» PROBLEM
Reproduce the whole forum post on the R function that simulates a Markov chain, word for word and including all of its code.

» PROVIDED PASSAGE
────────

0

The following source code is from a book. Comments are written by me to understand the code better.

#==================================================================
# markov(init,mat,n,states) = Simulates n steps of a Markov chain 
#------------------------------------------------------------------
# init = initial distribution 
# mat = transition matrix 
# labels = a character vector of states used as label of data-frame; 
#           default is 1, .... k
#-------------------------------------------------------------------
markov <- function(init,mat,n,labels) 
{ 
    if (missing(labels)) # check if 'labels' argument is missing
    {
        labels <- 1:length(init) # obtain the length of init-vecor, and number them accordingly.
    }

    simlist <- numeric(n+1) # create an empty vector of 0's
    states <- 1:length(init)# ???? use the length of initial distribution to generate states.
    simlist[1] <- sample(states,1,prob=init) # sample function returns a random permutation of a vector.
                        # select one value from the 'states' based on 'init' probabilities.

    for (i in 2:(n+1))
    { 
        simlist[i] <- sample(states, 1, prob = mat[simlist[i-1],]) # simlist is a vector.
                                                    # so, it is selecting all the columns 
                                                    # of a specific row from 'mat'
    }

    labels[simlist]
}
#==================================================================

I have a few confusions regarding this source code.

Why is states <- 1:length(init) used to generate states? What if states are like S ={-1, 0, 1, 2,...}?

────────

» GIVEN DATA
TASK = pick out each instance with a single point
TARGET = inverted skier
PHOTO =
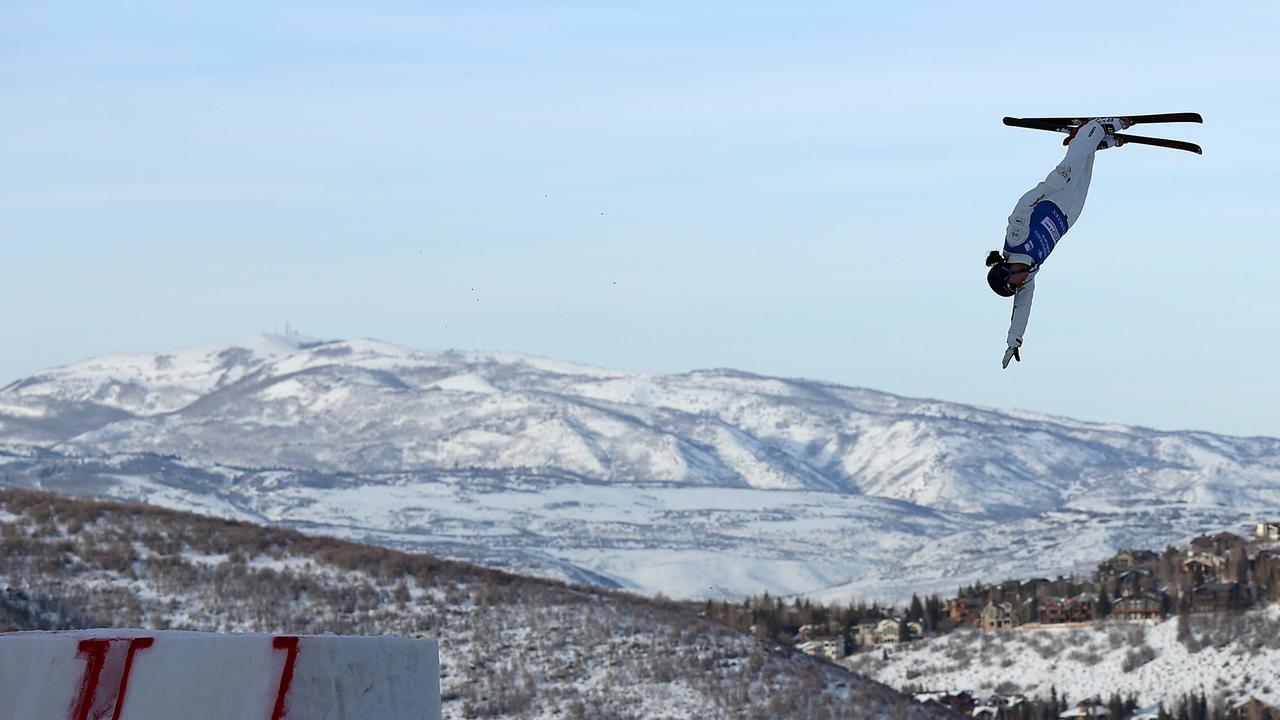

────────

» FINAL RESULT
0

The following source code is from a book. Comments are written by me to understand the code better.

#==================================================================
# markov(init,mat,n,states) = Simulates n steps of a Markov chain 
#------------------------------------------------------------------
# init = initial distribution 
# mat = transition matrix 
# labels = a character vector of states used as label of data-frame; 
#           default is 1, .... k
#-------------------------------------------------------------------
markov <- function(init,mat,n,labels) 
{ 
    if (missing(labels)) # check if 'labels' argument is missing
    {
        labels <- 1:length(init) # obtain the length of init-vecor, and number them accordingly.
    }

    simlist <- numeric(n+1) # create an empty vector of 0's
    states <- 1:length(init)# ???? use the length of initial distribution to generate states.
    simlist[1] <- sample(states,1,prob=init) # sample function returns a random permutation of a vector.
                        # select one value from the 'states' based on 'init' probabilities.

    for (i in 2:(n+1))
    { 
        simlist[i] <- sample(states, 1, prob = mat[simlist[i-1],]) # simlist is a vector.
                                                    # so, it is selecting all the columns 
                                                    # of a specific row from 'mat'
    }

    labels[simlist]
}
#==================================================================

I have a few confusions regarding this source code.

Why is states <- 1:length(init) used to generate states? What if states are like S ={-1, 0, 1, 2,...}?